How many lines below contain the string "shirt"? Case matters, so give only the number.

____ Records supplied

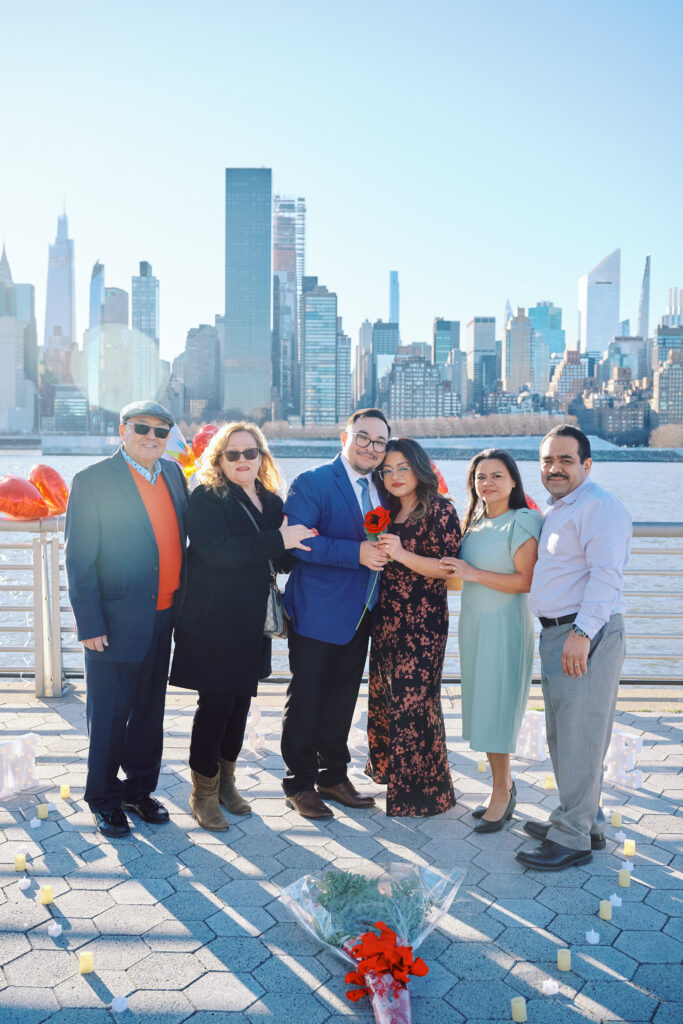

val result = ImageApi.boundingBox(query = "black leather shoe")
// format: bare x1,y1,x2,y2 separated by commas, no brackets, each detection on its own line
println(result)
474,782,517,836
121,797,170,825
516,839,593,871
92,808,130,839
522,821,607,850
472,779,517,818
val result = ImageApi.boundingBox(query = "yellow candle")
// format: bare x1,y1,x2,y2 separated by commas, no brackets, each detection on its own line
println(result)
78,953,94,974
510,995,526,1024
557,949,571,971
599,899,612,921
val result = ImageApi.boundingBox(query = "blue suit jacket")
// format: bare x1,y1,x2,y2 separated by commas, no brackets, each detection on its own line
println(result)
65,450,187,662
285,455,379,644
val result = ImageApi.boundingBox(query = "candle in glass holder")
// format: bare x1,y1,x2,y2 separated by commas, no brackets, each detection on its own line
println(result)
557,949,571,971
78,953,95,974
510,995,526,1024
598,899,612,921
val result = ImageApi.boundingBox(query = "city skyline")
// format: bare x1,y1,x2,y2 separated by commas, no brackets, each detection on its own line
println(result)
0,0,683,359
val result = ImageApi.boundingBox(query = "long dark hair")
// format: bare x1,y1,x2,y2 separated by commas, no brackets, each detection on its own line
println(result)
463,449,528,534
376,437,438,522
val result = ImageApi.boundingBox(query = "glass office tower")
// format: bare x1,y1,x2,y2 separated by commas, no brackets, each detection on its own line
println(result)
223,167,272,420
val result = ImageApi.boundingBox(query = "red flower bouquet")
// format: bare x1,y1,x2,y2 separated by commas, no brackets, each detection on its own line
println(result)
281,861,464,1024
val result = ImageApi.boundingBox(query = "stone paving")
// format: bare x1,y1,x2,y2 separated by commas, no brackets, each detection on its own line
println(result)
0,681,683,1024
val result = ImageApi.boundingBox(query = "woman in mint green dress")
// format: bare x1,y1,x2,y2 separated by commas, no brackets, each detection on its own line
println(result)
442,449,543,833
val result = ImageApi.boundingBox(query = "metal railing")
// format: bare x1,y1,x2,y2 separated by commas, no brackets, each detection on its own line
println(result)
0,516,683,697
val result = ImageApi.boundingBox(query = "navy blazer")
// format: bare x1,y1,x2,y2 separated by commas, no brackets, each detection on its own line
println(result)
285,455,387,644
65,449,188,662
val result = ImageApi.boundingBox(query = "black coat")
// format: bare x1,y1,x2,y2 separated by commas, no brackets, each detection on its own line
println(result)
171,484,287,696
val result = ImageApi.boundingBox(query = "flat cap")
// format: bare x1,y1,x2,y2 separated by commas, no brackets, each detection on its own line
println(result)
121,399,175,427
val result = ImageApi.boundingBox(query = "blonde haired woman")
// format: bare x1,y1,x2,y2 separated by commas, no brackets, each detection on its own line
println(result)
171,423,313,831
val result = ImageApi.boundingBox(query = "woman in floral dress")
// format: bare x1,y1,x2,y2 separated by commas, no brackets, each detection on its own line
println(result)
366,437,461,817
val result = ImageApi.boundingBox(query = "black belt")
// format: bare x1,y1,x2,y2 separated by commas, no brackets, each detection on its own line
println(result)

________
____ Records supplied

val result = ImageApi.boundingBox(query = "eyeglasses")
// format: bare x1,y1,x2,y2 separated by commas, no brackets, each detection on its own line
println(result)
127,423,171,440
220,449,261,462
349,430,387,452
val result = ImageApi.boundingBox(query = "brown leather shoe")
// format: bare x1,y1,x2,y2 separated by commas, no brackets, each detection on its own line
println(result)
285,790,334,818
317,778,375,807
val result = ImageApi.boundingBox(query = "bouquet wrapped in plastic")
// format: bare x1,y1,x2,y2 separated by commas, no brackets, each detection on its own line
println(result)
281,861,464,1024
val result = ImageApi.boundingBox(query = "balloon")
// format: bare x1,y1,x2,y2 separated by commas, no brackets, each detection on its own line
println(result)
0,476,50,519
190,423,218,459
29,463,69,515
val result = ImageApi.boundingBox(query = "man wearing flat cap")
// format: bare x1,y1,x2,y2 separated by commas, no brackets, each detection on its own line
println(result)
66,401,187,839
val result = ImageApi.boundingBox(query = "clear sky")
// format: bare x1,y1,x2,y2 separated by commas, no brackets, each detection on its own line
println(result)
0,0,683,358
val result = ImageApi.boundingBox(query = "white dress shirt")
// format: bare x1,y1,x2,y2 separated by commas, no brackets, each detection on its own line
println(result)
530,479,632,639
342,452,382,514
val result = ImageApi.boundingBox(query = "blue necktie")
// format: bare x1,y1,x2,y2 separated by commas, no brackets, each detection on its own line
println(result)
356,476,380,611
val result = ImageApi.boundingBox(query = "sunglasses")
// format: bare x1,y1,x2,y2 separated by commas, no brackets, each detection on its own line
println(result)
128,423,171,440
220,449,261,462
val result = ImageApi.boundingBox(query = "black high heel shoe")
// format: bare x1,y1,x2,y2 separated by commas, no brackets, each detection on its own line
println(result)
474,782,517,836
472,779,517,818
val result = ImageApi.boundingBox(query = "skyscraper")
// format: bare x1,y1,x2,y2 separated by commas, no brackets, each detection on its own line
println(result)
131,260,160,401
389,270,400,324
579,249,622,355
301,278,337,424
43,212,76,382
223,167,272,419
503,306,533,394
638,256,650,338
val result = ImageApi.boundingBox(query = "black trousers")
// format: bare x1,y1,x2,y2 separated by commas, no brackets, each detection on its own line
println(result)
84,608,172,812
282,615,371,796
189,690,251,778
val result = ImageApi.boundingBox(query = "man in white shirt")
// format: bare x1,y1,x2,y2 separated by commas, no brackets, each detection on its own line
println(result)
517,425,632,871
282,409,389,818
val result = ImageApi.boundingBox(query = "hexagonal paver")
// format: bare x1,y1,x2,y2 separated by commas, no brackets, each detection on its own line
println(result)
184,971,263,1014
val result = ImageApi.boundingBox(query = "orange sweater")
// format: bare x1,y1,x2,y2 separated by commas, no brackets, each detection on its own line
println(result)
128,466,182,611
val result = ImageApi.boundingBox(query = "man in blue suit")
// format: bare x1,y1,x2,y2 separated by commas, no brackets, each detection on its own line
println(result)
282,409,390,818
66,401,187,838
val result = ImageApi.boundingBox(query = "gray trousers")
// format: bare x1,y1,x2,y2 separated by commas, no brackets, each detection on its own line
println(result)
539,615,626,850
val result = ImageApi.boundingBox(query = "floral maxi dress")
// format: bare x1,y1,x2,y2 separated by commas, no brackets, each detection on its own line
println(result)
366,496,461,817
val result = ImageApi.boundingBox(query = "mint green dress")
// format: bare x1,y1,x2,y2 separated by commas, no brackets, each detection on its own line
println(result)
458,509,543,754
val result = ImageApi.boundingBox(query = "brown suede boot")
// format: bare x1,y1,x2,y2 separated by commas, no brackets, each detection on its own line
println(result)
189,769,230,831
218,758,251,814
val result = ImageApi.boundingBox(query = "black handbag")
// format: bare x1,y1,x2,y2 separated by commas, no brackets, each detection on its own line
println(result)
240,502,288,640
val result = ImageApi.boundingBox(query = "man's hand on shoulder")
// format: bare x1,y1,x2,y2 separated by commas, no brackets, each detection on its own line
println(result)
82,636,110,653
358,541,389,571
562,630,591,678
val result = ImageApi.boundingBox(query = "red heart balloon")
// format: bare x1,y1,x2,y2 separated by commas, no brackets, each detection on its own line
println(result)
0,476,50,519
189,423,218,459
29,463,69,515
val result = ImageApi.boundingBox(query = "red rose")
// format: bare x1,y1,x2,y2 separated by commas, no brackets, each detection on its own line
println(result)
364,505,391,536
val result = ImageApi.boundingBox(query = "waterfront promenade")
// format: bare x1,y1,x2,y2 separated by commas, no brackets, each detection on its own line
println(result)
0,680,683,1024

________

→ **Output of the task**: 2